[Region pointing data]
☆ ☆ ☆ ☆ ☆
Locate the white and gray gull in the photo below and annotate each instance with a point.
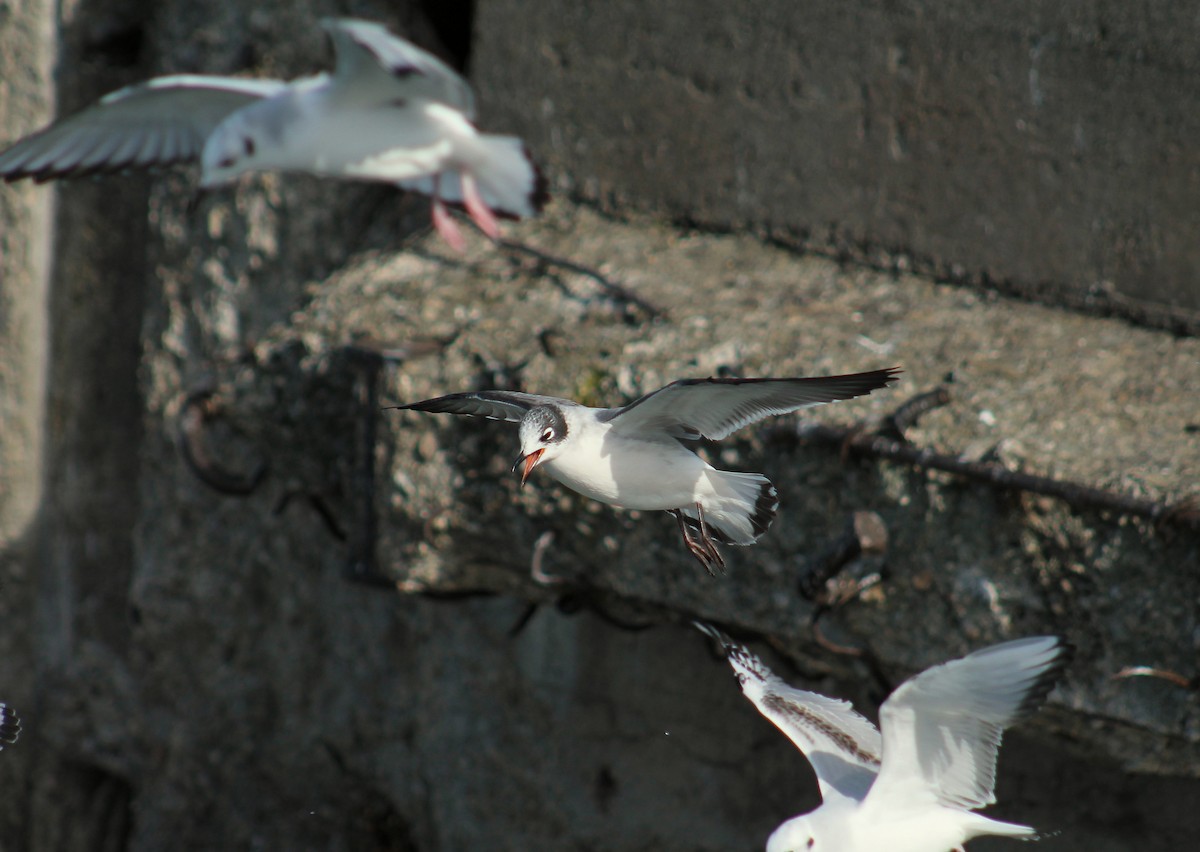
(634, 457)
(389, 112)
(915, 786)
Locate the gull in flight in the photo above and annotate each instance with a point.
(389, 112)
(10, 726)
(634, 456)
(913, 789)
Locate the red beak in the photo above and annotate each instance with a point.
(529, 463)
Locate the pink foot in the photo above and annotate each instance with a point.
(477, 209)
(445, 226)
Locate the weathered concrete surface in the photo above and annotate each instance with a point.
(195, 669)
(1047, 148)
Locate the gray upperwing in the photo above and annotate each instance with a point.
(715, 408)
(493, 405)
(373, 64)
(159, 123)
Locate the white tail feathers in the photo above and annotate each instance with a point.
(508, 179)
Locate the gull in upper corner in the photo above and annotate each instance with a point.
(389, 112)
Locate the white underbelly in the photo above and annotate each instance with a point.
(645, 475)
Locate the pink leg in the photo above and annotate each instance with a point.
(445, 226)
(477, 209)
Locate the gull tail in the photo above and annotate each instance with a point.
(978, 826)
(739, 508)
(508, 179)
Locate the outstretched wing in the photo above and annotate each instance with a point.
(715, 408)
(157, 123)
(493, 405)
(841, 745)
(10, 726)
(942, 727)
(372, 64)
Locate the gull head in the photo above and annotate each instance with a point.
(795, 835)
(231, 151)
(543, 432)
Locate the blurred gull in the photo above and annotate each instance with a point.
(389, 112)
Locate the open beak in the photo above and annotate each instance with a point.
(529, 462)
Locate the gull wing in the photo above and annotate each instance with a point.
(159, 123)
(942, 727)
(10, 726)
(843, 747)
(493, 405)
(714, 408)
(372, 64)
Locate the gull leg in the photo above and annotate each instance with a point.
(702, 549)
(707, 539)
(444, 222)
(477, 208)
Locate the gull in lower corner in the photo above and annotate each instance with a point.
(915, 786)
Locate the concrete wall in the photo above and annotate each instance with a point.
(1045, 148)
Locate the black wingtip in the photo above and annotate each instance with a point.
(10, 726)
(1048, 679)
(539, 195)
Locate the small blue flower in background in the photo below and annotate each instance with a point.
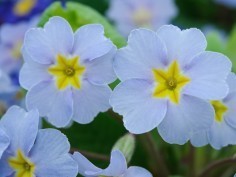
(11, 40)
(222, 132)
(32, 152)
(67, 79)
(12, 11)
(168, 76)
(118, 167)
(130, 14)
(229, 3)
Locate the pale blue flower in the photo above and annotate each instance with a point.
(166, 79)
(33, 152)
(8, 92)
(11, 37)
(131, 14)
(229, 3)
(117, 168)
(4, 143)
(6, 85)
(222, 132)
(67, 74)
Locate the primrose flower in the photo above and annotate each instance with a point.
(166, 79)
(8, 92)
(12, 11)
(118, 167)
(131, 14)
(4, 143)
(67, 79)
(33, 152)
(222, 132)
(229, 3)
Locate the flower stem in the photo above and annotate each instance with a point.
(159, 167)
(216, 165)
(91, 155)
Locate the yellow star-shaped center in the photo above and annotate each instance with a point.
(220, 110)
(67, 72)
(22, 165)
(169, 83)
(23, 7)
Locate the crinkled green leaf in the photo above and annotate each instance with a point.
(78, 15)
(231, 48)
(126, 144)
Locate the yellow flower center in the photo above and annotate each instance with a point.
(22, 165)
(220, 110)
(142, 17)
(169, 83)
(16, 50)
(23, 7)
(67, 72)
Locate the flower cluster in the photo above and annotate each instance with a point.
(168, 81)
(171, 81)
(12, 36)
(16, 17)
(26, 151)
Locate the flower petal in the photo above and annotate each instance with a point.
(133, 99)
(90, 42)
(190, 116)
(4, 143)
(56, 38)
(89, 101)
(32, 72)
(21, 127)
(208, 72)
(200, 139)
(56, 105)
(50, 154)
(144, 52)
(182, 45)
(230, 101)
(137, 172)
(100, 70)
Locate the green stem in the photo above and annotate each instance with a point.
(158, 166)
(216, 165)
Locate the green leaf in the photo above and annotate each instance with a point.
(231, 48)
(126, 145)
(215, 42)
(78, 15)
(97, 137)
☆ ☆ ☆ ☆ ☆
Work task:
Would you please retype all the data exactly? Leave out whatever pictures it holds.

Expected output:
Locate the white and gray gull in the photo below and annotate each instance with a point.
(634, 457)
(389, 112)
(915, 786)
Locate the gull in flight in the photo above and annotate each instance with a point.
(389, 112)
(10, 726)
(634, 456)
(913, 789)
Locate the red beak in the photo above and annotate each instance with a point.
(529, 463)
Locate the pink foot in the photo above and annotate each instance with a point.
(477, 209)
(445, 226)
Locate the weathered concrete surface in the photo above and annotate each instance with a point.
(195, 669)
(1047, 148)
Locate the gray upperwing in the photo above and annotate each instance with a point.
(715, 408)
(493, 405)
(373, 64)
(159, 123)
Locate the white tail feathers in the photo above and annotate each instance with a point.
(508, 179)
Locate the gull in upper corner in the photo above and annotate each instance with a point.
(389, 112)
Locate the white underbelly in the photo above and annotate each instance with a point.
(645, 475)
Locate the pink leg in the photo above and annotate each instance with a point.
(445, 226)
(477, 209)
Locate the gull tail in the photo above and annotate each instance with a point.
(978, 826)
(739, 508)
(508, 179)
Locate the outstretched wing in the photo above and annotate each instance with a point.
(715, 408)
(157, 123)
(493, 405)
(841, 745)
(10, 726)
(942, 727)
(372, 64)
Locate the gull head in the photo above and annotate each instance with a point.
(795, 835)
(231, 151)
(543, 432)
Locate the blurred gull in the photo above and annotate each instance with a point.
(389, 112)
Locate the open beak in the photo above and annotate each instance with a point.
(529, 462)
Locate the gull wing in the photo above and annotate each instance with a point.
(159, 123)
(942, 727)
(10, 726)
(843, 747)
(493, 405)
(714, 408)
(372, 64)
Locate the gull leg in the photo above and annotate each instance with a point.
(702, 549)
(707, 539)
(444, 222)
(477, 208)
Locate the gull in lower corner in the photo above and annotate each instance with a point.
(915, 786)
Locate the concrete wall in the photo above and annotate each instance with a point.
(1045, 148)
Locate the black wingtip in the photo above and annotate each instance with a point.
(10, 726)
(1048, 679)
(539, 195)
Locate the small blue flower in background in the photo below and annotate each instance with a point.
(11, 40)
(222, 132)
(32, 152)
(67, 79)
(12, 11)
(168, 76)
(118, 167)
(130, 14)
(229, 3)
Locate the pale blue flower in the photo above and annotate each instance with a point.
(166, 79)
(33, 152)
(8, 92)
(11, 37)
(131, 14)
(229, 3)
(117, 168)
(4, 143)
(6, 85)
(222, 132)
(67, 74)
Locate the primrose flower in the photo above and annotate each instance with a point.
(166, 79)
(8, 92)
(12, 11)
(118, 167)
(131, 14)
(4, 143)
(67, 79)
(33, 152)
(222, 132)
(229, 3)
Locate the flower stem in the photo above and annotate each instance with a point.
(159, 167)
(216, 165)
(91, 155)
Locate the yellow star-shaped center in the photo above and annotate each instance with a point.
(220, 110)
(67, 72)
(22, 165)
(169, 83)
(23, 7)
Locate the crinkled green leaf in the photo above and annotate each instance with a point.
(78, 15)
(231, 48)
(126, 144)
Locate the yellow flower center in the photo above and annotate each instance with a point.
(22, 165)
(220, 110)
(142, 17)
(169, 83)
(16, 50)
(23, 7)
(67, 72)
Locate the flower cluster in the photo above and annotate each instance with a point.
(168, 81)
(171, 81)
(12, 36)
(16, 17)
(26, 151)
Locate the flower petal in the photo above and annotate each instance with a point.
(133, 99)
(90, 42)
(190, 116)
(4, 143)
(56, 38)
(89, 101)
(32, 72)
(21, 127)
(208, 72)
(200, 139)
(56, 105)
(50, 154)
(144, 52)
(182, 45)
(230, 101)
(137, 172)
(100, 70)
Locate the green stem in the photo above and annotate each instance with a point.
(158, 166)
(216, 165)
Locate the green leaf in the photo above and annotate each instance with a point.
(231, 48)
(126, 145)
(215, 42)
(78, 15)
(97, 137)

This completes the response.